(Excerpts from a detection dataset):
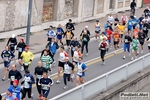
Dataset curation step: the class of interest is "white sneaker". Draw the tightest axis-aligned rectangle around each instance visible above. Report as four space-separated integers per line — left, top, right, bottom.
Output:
114 51 116 55
123 56 126 59
56 80 60 84
131 57 134 61
129 53 131 56
64 86 68 90
102 61 105 65
20 66 24 71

(Direction):
Identify every line in the listing above that contains the word "left", and copy each of those lines in full.

(Problem solution):
Dataset curation step: the class of interest is "white sneaker". Draw the tightest axis-aligned rectangle around each instance visible above. Report as four space-separated integers per line — left, top, right, bottom.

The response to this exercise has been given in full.